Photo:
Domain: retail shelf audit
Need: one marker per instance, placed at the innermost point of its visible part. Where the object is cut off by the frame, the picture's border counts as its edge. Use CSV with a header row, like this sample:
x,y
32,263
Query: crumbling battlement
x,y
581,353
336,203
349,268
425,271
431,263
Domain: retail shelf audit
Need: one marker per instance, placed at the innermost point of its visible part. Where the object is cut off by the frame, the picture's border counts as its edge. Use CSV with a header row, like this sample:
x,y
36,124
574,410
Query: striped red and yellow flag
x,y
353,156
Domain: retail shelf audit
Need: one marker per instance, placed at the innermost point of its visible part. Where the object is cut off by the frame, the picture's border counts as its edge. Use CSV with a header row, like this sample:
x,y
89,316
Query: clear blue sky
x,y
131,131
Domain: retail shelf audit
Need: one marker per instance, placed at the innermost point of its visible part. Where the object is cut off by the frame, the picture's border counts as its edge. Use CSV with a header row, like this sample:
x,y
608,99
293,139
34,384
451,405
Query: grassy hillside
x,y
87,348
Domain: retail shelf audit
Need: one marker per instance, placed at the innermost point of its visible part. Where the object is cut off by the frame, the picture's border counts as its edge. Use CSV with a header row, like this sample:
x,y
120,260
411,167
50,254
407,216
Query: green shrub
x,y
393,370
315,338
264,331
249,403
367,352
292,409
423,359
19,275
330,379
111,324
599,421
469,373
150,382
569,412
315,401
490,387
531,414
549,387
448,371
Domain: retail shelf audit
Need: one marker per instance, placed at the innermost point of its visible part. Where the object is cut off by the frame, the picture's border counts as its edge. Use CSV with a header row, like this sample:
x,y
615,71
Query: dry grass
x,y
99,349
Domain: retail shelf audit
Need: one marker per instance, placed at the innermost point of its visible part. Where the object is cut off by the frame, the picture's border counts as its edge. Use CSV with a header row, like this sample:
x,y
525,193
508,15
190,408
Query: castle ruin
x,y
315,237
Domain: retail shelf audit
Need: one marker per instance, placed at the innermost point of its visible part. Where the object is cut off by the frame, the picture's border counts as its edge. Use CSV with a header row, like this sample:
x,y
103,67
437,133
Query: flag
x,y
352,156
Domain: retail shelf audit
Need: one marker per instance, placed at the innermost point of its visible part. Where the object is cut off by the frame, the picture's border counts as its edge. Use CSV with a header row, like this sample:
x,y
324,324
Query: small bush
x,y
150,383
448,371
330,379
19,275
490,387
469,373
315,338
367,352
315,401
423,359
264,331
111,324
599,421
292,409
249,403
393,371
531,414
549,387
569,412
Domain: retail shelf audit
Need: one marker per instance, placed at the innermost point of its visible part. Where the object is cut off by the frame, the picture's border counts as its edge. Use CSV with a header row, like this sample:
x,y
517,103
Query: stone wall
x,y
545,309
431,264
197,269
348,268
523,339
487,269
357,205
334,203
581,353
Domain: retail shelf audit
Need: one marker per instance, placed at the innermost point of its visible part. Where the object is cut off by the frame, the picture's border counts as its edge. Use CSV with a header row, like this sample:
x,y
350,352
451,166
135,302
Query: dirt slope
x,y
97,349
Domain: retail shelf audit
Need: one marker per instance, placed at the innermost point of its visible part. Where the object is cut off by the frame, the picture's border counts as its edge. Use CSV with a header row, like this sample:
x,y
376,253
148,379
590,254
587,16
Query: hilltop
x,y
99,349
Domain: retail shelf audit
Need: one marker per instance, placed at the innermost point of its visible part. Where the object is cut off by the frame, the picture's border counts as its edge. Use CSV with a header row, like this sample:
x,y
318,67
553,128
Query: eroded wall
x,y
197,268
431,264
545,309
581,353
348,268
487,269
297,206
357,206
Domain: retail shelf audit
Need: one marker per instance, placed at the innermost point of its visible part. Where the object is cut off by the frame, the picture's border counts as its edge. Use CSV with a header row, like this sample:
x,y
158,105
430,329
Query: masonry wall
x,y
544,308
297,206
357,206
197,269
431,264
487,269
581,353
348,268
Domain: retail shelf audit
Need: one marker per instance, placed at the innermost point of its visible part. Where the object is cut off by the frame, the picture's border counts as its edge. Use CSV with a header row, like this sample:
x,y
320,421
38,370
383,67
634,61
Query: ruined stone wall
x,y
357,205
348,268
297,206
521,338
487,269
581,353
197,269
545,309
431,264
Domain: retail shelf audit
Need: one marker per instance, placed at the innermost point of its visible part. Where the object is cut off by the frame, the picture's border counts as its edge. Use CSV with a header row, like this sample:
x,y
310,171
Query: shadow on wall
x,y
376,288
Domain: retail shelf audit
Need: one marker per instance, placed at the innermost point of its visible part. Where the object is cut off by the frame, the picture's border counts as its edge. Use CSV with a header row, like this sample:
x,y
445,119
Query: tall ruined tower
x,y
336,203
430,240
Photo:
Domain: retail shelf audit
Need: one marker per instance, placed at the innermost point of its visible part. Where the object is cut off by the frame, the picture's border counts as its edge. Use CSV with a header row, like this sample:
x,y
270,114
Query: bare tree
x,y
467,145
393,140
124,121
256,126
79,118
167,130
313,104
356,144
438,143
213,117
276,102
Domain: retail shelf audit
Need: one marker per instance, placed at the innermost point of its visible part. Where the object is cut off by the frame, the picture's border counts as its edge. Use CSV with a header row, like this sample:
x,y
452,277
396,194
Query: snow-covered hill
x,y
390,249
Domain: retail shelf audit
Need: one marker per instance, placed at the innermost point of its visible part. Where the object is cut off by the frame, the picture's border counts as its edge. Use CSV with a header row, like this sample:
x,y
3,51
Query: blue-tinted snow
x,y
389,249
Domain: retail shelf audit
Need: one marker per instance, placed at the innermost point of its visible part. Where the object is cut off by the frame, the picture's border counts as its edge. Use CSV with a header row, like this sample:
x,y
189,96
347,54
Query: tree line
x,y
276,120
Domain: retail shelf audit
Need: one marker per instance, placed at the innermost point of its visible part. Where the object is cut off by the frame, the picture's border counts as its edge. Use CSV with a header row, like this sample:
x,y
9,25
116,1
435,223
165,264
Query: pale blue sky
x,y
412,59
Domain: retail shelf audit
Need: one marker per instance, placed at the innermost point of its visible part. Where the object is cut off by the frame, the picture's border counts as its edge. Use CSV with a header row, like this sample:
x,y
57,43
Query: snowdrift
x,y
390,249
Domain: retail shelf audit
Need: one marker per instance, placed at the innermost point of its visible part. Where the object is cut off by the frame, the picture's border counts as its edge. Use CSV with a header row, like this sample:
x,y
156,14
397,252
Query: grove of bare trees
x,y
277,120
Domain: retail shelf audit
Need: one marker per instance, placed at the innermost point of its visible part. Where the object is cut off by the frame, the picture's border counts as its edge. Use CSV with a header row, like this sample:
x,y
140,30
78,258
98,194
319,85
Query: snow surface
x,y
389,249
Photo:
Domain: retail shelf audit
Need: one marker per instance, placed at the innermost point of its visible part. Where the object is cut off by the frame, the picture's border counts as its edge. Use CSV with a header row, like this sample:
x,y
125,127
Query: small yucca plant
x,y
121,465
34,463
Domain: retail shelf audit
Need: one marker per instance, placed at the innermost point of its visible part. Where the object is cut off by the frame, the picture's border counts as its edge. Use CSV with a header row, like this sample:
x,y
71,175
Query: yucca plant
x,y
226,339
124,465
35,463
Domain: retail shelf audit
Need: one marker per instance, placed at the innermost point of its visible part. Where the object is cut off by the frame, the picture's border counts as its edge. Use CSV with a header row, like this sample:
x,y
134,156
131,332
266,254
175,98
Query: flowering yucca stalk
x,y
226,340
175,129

※

Each line above is to be repeated exactly.

Photo:
Domain: retail shelf audit
Need: one marker per instance, placed at the innermost point of its visible part. Where the object is cut off by the frame, the picture's border counts as its edge. Use CSV with a header row, like this sample:
x,y
32,263
Query: crumbling battlement
x,y
581,353
336,203
349,268
425,271
431,263
Domain: retail shelf audit
Need: one marker per instance, placed at the innermost point of its visible part. Where the object is cut off by the frame, the picture's border counts as its edge. Use CSV with a header row, like this sample:
x,y
36,124
574,410
Query: striped red and yellow flag
x,y
353,156
Domain: retail shelf audit
Need: one marker per instance, placed at the innermost point of its visible part. Where the object is cut off by the frame, the picture's border counts as its edge. Use CSV with a header row, like this sample:
x,y
89,316
Query: clear blue sky
x,y
131,131
Domain: retail shelf audit
Need: one marker per instance, placed at the innermost point of its visible part. Where the object is cut off by the frame, the picture's border counts as its edge. Use CSV with a header row, like this sample:
x,y
608,99
293,139
34,384
451,405
Query: grassy hillside
x,y
87,348
Domain: retail shelf audit
Need: one marker per instance, placed at the innermost point of its visible part. Where the object is cut off by the frame, the picture's border counts as its edge. Use CSV with a header row, like this sample:
x,y
120,260
411,167
50,254
407,216
Query: green shrub
x,y
393,370
315,338
264,331
249,403
367,352
292,409
423,359
19,275
330,379
111,324
599,421
469,373
150,382
569,412
315,401
490,387
531,414
549,387
448,371
Domain: retail shelf audit
Need: one marker per instance, placed at the innermost point of its visible part. Where the object is cut off by the frame, the picture's border counts as its edge. Use CSV with a header row, like this sample:
x,y
615,71
Query: dry grass
x,y
99,349
Domain: retail shelf audit
Need: one marker per instance, placed at the innermost point of its visible part. Where the object is cut off by the frame, the picture's border counts as its edge. Use CSV with a header row, like this sample:
x,y
525,193
508,15
190,408
Query: castle ruin
x,y
315,237
Domain: retail shelf audit
Need: one marker per instance, placed at the innermost point of its visible part. Where the object is cut off by the frame, the picture's border counts as its edge. Use CSV with a header row, like this sample:
x,y
103,67
437,133
Query: flag
x,y
352,156
Domain: retail shelf audit
Need: one marker per instance, placed at the innermost point of its visible part. Where the object is cut off by the frame, the picture's border counts as its edge. Use CSV with a header row, like this sample:
x,y
324,324
Query: small bush
x,y
150,383
448,371
330,379
19,275
490,387
469,373
315,338
367,352
315,401
423,359
264,331
111,324
599,421
292,409
249,403
393,371
531,414
549,387
569,412
Domain: retail shelf audit
Need: one marker per instance, placed at the innermost point of its visible part. Where the object is cut off by the frame, the picture's border counts as its edge. Use CSV with a header row, like this sample:
x,y
517,103
Query: stone wall
x,y
545,309
431,264
197,269
348,268
523,339
487,269
357,205
334,203
581,353
Domain: retail shelf audit
Need: one marker per instance, placed at the innermost point of its visible part. Where the object is cut off by the frame, the picture's border counts as its edge. Use CSV with a header row, like this sample:
x,y
350,352
451,166
135,302
Query: dirt slope
x,y
97,349
Domain: retail shelf audit
Need: one marker per instance, placed at the innermost point of its visible part. Where the object is cut off by the frame, the picture's border counts as its edge. Use CSV with a header row, like this sample:
x,y
376,253
148,379
590,254
587,16
Query: hilltop
x,y
99,349
Domain: retail shelf audit
Need: one marker per instance, placed at the innermost point of its visible part. Where the object is cut off by the frame, the picture's border counts as its edge. Use CSV with a header row, like this sample:
x,y
318,67
553,128
Query: eroded wall
x,y
197,268
431,264
545,309
581,353
348,268
487,269
297,206
357,206
Domain: retail shelf audit
Need: one marker per instance, placed at the innermost point of its visible part. Where the object is cut off by the frame, the picture's border counts as its edge. Use CSV with a header row, like this sample:
x,y
158,105
430,329
Query: masonry wall
x,y
544,308
297,206
357,206
197,269
431,264
487,269
581,353
348,268
Domain: retail shelf audit
Need: one marker per instance, placed at the innermost point of its visible part. Where the object is cut off by the frame, the picture's border counts as its edge. Use CSV with a header row, like this sample:
x,y
320,421
38,370
383,67
634,61
Query: ruined stone wall
x,y
357,205
348,268
297,206
521,338
487,269
581,353
197,269
545,309
431,264
Domain: retail shelf audit
Need: one marker per instance, placed at the innermost point of its visible part. Where the object is cut off by the frame, the picture's border counts as its edge. Use CSV with a header row, like this sample:
x,y
310,171
Query: shadow on wall
x,y
376,288
Domain: retail shelf audit
Need: one marker per instance, placed at the innermost point of its visible part. Where the object is cut off by the frame, the picture's border counts as its edge. Use CSV with a header row, like this sample:
x,y
445,119
Query: tall ruined tower
x,y
336,203
430,240
Photo:
Domain: retail shelf audit
Need: one marker per instance, placed at the innermost point of its visible part. Where the object is cut off by the frame, the picture's border counts as its edge. Use CSV with a header row, like this sample:
x,y
270,114
Query: bare tree
x,y
467,145
393,140
124,121
256,126
79,118
167,130
313,104
356,144
438,143
213,117
276,102
Domain: retail shelf audit
Need: one marker per instance, placed at the innermost point of its visible part. Where the object is cut off by the frame, the picture's border counts as its edge. Use CSV with a header row, like this sample:
x,y
452,277
396,194
Query: snow-covered hill
x,y
390,249
Domain: retail shelf audit
Need: one marker per instance, placed at the innermost point of its visible part. Where the object is cut off by the frame, the picture's border counts as its edge. Use CSV with a header row, like this sample:
x,y
3,51
Query: blue-tinted snow
x,y
389,249
Domain: retail shelf audit
Need: one marker per instance, placed at the innermost point of its visible part. Where the object is cut off by the frame, the picture's border counts as its edge. Use CSV with a header row, like this sample:
x,y
189,96
347,54
Query: tree line
x,y
276,120
Domain: retail shelf audit
Need: one marker per instance, placed at the innermost point of its visible part. Where the object is cut off by the frame, the picture's border counts as its edge. Use CSV with a header row, like this sample:
x,y
9,25
116,1
435,223
165,264
Query: pale blue sky
x,y
412,59
Domain: retail shelf audit
Need: one marker per instance, placed at the innermost point of its visible part. Where the object is cut off by the frame, the picture's border counts as its edge. Use CSV with a header row, like this sample:
x,y
57,43
Query: snowdrift
x,y
390,249
Domain: retail shelf audit
Need: one marker per instance, placed at the innermost point of its visible part. Where the object is cut off by the frame, the picture's border counts as its edge. Use CSV with a header row, like this sample:
x,y
156,14
397,252
Query: grove of bare trees
x,y
277,120
Domain: retail shelf audit
Need: one marker per instance, placed at the innermost point of its visible part. Where the object is cut off by the frame, the picture's border counts as its edge. Use CSV with a header row, like this sample:
x,y
140,30
78,258
98,194
319,85
Query: snow surface
x,y
389,249
Photo:
Domain: retail shelf audit
Need: one marker per instance, placed at the innermost point of its visible part. Where the object is cut off by the frame, the picture's border counts as its edge. Use CSV with a header row, like this sample:
x,y
125,127
Query: small yucca plant
x,y
121,465
34,463
Domain: retail shelf audit
Need: one marker per instance, placed at the innermost point of its visible part. Where the object is cut off by the frame, the picture's border counts as its edge. Use CSV with a header row, like this sample:
x,y
71,175
Query: yucca plant
x,y
226,339
124,465
35,463
Domain: retail shelf audit
Need: one marker per instance, placed at the innermost point of its visible part. Where the object is cut off by the frame, the picture's border counts as its edge. Use CSV with a header row, like this sample:
x,y
134,156
131,332
266,254
175,98
Query: flowering yucca stalk
x,y
226,340
175,129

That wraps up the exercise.